Exercise brief ▸ Copy out the stretch of rows from the line containing "Q: Point to the small" through the end of the rows, keeping every line. Add -51 to each coordinate in the answers.

Data records:
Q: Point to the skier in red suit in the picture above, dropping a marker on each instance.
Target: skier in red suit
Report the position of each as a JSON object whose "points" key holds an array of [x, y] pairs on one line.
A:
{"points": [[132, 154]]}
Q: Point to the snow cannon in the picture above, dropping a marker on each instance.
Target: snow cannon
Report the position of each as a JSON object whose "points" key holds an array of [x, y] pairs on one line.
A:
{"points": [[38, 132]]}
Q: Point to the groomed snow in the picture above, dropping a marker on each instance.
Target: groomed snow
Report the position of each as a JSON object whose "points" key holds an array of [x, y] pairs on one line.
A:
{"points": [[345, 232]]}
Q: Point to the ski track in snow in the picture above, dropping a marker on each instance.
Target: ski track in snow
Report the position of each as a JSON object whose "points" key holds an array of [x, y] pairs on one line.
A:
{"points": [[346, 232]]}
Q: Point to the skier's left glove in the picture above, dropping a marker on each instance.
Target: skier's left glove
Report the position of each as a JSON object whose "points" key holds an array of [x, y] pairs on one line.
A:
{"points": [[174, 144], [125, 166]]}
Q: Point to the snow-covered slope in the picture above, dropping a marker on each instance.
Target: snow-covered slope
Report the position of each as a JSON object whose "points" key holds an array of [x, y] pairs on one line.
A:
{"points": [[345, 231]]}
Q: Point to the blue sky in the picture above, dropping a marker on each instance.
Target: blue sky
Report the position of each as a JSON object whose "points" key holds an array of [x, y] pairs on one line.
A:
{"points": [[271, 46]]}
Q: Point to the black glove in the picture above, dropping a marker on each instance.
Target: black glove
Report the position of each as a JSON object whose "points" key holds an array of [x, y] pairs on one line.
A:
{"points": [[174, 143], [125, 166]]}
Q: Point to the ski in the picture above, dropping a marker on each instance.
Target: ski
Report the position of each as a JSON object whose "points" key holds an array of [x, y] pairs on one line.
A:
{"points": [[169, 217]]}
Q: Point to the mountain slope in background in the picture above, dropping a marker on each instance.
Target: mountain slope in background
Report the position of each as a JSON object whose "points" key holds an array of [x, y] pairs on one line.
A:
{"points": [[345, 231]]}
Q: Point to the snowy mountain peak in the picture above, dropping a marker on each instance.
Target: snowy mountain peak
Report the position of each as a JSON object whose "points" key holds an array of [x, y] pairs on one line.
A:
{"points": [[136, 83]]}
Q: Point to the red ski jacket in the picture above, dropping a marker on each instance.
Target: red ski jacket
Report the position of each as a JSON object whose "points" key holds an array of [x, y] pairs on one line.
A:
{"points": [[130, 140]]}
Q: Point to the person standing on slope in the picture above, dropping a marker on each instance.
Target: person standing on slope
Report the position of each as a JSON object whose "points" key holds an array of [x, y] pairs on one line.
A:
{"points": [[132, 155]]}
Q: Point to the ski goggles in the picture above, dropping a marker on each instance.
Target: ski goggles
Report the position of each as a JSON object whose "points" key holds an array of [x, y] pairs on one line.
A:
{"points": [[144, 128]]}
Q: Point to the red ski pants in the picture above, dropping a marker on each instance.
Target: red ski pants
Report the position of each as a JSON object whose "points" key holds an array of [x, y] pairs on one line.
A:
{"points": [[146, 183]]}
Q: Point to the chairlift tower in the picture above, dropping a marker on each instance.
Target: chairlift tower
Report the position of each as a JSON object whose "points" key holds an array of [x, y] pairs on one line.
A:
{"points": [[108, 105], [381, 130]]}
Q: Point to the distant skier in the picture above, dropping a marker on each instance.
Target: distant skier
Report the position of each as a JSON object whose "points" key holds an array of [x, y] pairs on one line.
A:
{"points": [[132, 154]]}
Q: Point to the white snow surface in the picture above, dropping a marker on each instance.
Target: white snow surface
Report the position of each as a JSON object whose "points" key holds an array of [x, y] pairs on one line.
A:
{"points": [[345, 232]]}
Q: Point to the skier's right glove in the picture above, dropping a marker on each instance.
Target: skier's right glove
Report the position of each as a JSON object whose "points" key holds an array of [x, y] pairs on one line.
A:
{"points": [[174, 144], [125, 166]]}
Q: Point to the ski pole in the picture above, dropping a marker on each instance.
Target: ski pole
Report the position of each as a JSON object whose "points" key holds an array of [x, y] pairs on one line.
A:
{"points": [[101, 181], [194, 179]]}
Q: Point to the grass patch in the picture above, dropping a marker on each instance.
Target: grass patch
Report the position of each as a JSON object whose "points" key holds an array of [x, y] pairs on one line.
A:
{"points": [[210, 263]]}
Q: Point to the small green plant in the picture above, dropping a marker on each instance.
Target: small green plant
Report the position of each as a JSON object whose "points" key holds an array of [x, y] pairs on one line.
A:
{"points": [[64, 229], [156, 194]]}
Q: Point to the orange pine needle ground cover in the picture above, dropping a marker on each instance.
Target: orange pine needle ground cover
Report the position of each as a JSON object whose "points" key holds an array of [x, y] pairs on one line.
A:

Worked answer ▸
Q: Point to the small green plant in the picture above, dropping a marker on each instance.
Target: small green plant
Report the position of each as a JSON object whose "points" key holds an array of [x, y] pairs on one line.
A:
{"points": [[13, 178], [105, 143]]}
Q: Point to the orange pine needle ground cover in the picture above, dropping a marker on each instance.
Target: orange pine needle ground cover
Report the position of each as a JSON object whose "points" key holds an array of [x, y] pairs on one line.
A:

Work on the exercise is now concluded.